------ PROVIDED PASSAGE
This lesson is part of our unit on algebraic manipulation.
Now algebra can be incredibly useful, so let's get started and see how we're going to be using it today.
By the end of today's lesson, you'll be able to use the distributive law to find the product of three binomials.
Now, one of the words we're gonna be using today, and we're gonna be using it a lot, is the word binomial.
A binomial is an algebraic expression representing the sum or difference of exactly two unlike terms. Now there's some examples on the screen, so feel free to pause if you want a moment to read through them.
Another key phrase we're gonna be using today is the distributive law.
And the distributive law says that multiplying a sum is the same as multiplying each addend and summing the result.
And again, feel free to pause if you want a moment to read through these.
Our lesson today has two parts to it, and we're gonna begin with part one on the product of three expressions.
We could apply the distributive law to find the product of two binomials.
So for example, multiplying X plus 7 with X subtract 8.
We can now expand and simplify by collecting any like terms. So we end up with X squared subtract 8X plus 7X subtract 56.
And as we know the 2X terms are like terms so we can gather them and write this more simply as X squared subtract X subtract 56.
Because two of the partial products were like terms, our expanded form now has three terms in it, and we call this a trinomial.
How could we write 2X lots of X minus 5 multiplied by X minus 9 in expanded form? Alex suggests that we could multiply the two binomials and then multiply the result by 2X.
And Lucas suggests that we could multiply 2X by X minus 5, and then multiply that result by X minus 9.
------------
------ DATA RECORDS
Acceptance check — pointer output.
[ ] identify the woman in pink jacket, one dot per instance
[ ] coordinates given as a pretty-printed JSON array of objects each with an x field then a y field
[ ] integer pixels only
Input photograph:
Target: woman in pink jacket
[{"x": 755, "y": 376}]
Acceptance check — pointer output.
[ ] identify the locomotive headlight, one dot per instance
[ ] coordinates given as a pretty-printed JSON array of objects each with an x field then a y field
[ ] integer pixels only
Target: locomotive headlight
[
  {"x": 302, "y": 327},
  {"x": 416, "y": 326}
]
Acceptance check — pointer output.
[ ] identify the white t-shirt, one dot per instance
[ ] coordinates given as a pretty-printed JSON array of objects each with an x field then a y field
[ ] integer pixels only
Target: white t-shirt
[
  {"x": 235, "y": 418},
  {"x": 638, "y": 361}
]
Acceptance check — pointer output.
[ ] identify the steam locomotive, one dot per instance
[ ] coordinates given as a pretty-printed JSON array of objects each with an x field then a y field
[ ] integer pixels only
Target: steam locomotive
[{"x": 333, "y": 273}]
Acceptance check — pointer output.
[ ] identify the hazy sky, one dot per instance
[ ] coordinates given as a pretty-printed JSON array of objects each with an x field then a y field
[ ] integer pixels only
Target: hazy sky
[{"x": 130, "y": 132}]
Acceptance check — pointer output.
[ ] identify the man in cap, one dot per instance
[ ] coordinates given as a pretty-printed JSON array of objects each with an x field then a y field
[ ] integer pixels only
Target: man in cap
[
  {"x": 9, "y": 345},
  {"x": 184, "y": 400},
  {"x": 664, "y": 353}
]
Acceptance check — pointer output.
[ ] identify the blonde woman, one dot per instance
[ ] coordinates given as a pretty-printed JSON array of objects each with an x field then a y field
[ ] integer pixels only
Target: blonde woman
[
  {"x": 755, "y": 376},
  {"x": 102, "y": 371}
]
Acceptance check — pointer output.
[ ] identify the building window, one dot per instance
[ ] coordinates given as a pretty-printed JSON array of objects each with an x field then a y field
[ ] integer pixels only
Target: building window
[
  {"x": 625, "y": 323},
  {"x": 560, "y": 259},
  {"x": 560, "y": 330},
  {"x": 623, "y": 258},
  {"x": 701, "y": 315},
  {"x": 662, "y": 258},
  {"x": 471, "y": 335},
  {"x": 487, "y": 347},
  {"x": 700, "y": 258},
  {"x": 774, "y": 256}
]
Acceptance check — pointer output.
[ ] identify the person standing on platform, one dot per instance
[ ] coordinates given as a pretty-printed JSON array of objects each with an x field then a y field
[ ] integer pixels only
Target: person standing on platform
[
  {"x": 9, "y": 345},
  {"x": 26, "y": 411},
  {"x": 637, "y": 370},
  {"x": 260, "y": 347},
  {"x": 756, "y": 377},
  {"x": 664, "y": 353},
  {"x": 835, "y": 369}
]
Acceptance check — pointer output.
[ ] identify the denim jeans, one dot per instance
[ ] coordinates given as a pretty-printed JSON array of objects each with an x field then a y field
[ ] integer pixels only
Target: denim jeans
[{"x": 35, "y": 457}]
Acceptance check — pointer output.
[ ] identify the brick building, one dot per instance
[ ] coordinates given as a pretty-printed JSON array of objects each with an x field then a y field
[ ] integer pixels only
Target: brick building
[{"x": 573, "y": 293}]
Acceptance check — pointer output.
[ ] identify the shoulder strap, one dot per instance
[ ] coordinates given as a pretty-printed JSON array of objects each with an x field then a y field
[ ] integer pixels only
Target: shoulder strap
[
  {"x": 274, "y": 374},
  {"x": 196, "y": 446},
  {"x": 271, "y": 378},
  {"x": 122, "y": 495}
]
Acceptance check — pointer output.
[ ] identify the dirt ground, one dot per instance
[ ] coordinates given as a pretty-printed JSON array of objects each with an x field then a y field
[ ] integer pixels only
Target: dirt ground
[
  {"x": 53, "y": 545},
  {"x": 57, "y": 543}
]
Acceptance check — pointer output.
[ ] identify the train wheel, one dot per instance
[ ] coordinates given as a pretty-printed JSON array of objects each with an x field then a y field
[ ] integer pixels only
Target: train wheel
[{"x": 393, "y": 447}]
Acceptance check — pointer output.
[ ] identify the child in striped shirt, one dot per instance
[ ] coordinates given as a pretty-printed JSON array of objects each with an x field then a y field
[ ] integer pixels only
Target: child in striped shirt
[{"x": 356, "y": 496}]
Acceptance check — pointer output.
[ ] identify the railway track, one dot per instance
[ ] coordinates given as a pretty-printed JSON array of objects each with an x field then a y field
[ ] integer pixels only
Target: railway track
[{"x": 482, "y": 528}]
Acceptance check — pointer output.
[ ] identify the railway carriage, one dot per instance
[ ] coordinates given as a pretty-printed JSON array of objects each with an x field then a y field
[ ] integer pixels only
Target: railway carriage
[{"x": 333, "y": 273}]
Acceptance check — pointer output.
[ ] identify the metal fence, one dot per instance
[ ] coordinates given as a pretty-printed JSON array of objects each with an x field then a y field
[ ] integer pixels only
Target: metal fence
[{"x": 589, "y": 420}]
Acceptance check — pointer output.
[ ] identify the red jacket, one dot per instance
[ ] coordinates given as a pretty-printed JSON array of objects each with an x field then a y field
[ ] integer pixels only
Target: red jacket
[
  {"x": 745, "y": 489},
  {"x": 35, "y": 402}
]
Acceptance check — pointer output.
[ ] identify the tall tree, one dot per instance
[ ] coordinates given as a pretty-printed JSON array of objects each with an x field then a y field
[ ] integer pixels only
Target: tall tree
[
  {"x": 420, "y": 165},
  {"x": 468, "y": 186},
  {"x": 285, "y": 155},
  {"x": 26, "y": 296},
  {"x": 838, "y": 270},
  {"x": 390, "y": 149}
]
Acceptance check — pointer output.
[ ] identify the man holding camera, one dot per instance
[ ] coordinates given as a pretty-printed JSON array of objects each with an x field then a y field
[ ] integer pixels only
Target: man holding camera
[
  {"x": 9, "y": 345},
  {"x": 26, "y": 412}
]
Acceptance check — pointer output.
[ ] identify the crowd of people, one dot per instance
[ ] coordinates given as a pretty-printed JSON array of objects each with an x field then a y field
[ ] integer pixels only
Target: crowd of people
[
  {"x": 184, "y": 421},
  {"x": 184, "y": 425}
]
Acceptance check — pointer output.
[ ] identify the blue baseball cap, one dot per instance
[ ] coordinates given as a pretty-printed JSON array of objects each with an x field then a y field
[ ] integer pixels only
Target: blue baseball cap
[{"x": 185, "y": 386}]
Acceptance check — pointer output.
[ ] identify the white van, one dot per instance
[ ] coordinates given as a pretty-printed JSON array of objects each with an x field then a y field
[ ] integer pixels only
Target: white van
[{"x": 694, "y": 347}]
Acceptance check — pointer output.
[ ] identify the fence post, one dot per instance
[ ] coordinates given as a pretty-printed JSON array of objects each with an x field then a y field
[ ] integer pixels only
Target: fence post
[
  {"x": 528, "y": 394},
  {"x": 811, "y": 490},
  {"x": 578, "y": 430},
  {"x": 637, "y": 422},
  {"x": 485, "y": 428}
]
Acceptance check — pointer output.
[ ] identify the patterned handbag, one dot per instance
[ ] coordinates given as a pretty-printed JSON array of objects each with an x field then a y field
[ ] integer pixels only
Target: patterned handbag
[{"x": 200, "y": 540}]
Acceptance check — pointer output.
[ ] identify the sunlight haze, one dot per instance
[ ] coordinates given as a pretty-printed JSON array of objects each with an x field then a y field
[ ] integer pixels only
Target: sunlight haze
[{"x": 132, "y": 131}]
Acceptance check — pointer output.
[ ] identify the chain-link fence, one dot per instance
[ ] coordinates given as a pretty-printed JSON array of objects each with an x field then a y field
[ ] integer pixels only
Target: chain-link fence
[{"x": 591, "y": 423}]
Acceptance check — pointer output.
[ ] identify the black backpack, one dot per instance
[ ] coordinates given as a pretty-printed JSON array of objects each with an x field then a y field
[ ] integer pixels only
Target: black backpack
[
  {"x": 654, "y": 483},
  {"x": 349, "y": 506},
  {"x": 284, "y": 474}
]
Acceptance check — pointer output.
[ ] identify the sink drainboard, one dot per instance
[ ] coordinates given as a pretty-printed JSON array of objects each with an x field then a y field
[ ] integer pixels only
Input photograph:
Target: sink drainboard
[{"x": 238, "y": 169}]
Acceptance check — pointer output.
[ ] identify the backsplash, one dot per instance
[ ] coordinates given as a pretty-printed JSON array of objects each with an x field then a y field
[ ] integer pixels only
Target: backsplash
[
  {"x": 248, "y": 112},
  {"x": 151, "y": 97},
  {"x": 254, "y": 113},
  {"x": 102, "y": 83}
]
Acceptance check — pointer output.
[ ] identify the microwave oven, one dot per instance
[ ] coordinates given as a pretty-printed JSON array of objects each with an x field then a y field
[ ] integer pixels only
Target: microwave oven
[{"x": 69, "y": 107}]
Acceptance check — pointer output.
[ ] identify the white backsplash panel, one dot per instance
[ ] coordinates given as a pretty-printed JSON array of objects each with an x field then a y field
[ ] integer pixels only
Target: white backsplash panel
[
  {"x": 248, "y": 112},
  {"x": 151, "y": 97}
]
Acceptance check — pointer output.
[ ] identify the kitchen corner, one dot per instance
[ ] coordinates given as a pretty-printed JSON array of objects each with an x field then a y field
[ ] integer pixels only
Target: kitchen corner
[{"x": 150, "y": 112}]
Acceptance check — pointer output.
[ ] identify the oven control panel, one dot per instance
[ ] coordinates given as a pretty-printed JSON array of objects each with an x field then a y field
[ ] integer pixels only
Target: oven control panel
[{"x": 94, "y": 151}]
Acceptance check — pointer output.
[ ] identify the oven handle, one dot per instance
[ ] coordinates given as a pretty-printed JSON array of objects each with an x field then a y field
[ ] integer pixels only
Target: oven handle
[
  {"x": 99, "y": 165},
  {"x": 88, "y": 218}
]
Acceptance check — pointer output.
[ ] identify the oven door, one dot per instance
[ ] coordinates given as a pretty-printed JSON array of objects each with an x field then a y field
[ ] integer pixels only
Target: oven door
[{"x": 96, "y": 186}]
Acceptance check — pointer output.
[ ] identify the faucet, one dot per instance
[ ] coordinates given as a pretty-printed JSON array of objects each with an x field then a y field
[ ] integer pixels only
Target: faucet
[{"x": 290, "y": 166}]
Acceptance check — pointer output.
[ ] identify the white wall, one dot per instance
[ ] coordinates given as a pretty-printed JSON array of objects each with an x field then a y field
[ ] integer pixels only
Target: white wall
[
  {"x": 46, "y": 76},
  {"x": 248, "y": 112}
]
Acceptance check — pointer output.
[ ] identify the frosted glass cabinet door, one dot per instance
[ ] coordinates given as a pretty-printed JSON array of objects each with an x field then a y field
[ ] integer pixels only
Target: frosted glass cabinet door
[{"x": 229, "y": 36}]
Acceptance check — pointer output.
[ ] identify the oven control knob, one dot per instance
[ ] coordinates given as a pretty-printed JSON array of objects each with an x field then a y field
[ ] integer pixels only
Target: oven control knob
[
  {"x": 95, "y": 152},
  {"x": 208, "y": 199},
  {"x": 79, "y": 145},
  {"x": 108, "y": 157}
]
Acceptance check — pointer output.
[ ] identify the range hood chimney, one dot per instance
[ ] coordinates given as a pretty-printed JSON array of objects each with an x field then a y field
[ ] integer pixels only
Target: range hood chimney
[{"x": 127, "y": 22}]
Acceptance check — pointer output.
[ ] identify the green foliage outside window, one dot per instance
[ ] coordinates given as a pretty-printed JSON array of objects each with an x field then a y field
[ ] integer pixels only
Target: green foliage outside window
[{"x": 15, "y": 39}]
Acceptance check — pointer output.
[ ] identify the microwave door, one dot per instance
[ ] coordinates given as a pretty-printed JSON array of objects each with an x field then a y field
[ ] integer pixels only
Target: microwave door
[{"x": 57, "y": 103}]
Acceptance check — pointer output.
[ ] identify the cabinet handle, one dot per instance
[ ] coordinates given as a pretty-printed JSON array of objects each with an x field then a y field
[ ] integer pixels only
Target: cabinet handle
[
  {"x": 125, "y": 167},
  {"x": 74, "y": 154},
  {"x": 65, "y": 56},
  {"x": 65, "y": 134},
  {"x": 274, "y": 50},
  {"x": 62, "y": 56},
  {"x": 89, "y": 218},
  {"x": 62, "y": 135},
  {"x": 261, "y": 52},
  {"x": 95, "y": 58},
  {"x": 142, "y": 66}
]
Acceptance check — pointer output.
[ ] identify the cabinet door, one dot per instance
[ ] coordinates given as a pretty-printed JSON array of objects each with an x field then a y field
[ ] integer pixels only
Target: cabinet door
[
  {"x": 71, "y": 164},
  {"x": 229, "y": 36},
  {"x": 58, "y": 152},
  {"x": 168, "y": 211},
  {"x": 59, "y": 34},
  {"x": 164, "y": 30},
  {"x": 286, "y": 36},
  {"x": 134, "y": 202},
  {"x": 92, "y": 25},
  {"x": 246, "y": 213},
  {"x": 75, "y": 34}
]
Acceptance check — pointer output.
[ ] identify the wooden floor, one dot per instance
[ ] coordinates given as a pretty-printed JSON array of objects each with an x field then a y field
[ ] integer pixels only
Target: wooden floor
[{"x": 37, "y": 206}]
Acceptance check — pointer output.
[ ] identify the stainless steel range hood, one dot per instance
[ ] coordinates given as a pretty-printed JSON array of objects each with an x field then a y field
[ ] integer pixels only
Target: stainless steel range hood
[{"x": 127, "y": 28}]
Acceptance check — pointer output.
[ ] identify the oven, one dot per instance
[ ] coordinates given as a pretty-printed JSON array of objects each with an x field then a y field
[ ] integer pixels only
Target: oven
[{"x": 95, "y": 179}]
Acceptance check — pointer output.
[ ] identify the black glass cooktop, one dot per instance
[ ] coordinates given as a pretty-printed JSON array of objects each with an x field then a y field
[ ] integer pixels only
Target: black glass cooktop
------------
_REQUIREMENTS_
(1) How does the algebra lesson define a binomial?
(2) Pick up the algebra lesson after its final sentence and keep writing it.

_RESPONSES PER TASK_
(1) A binomial is an algebraic expression representing the sum or difference of exactly two unlike terms.

(2)
What do you think? Well, we read this expression as 2X multiplied by X minus 5 multiplied by X minus 9.
And since multiplication is associative, we can multiply any two of these expressions first, and then multiply the product by the third.
Sometimes multiplying in one order can be easier than another, however the final product will always be the same.
So let's consider Alex's approach.
We'll multiply the binomials.
This leads to the result X squared minus 14X plus 45.
We now need to multiply everything by 2X.
This gives us 2X cubed subtract 28X squared plus 90X.
But what about Lucas's approach? Will this be any easier? We're going to multiply 2X and X minus 5 together first.
This gives us 2X squared subtract 10X.
We now have our two binomial expressions, and we need to expand the brackets here.
So we end up with 2X squared lots of X minus 9, subtract 10X lots of X minus 9, and this simplifies down to 2X cubed minus 28X squared plus 90X.
And we can see that we got the exact same result as Alex did.
Now Lucas points out that he does like Alex's method because the original binomials had a coefficient of one, and they were very easy to multiply together first.
Alex points out that Lucas's method was good because we reduced the product of three expressions, the product of two binomials, in just one step.
So it's very familiar to us.
Now the most efficient method will depend on the nature of the three expressions we are multiplying.
Let's do a quick check.
I'll go first, and then it's your turn.
I'm going to write 5X multiplied by 2X subtract 5 multiplied by 2X plus 5 in expanded form.
I'm gonna choose to expand the brackets first.
Doing that gives me 4X squared minus 25.
Ah, did you spot maybe why I chose to do that first? I then multiply 3 by 5X, and I get to 20X cubed minus 125X.
Did you notice the product of the two binomials was the difference of two squares? In this case it was a lot quicker to expand those first because it left me with only a two-term expression.
It's now your turn.
Please write negative 4X multiplied by 3X subtract 1 multiplied by 3X plus 1 in expanded form.
Pause and do this now.
Welcome back.
Let's see how you got on.
Did you also spot that you had here a difference of two squares? So expanding those brackets first was definitely the quickest thing to do, and you should have reached the point where you have negative 4X, and then inside the brackets 9X squared subtract 1.
Multiplying three by the negative 4X leads to the result negative 36X cubed plus 4X.
Well done if you got this.
What about this situation? We're going to write X squared multiplied by 2X subtract 5 multiplied by 3X subtract 4 in expanded form.
This time round I'm going to opt to multiply the first bracket by the X squared.
This gives me 2X cubed subtract 5X squared, and I'm to now multiply this by 3X subtract 4.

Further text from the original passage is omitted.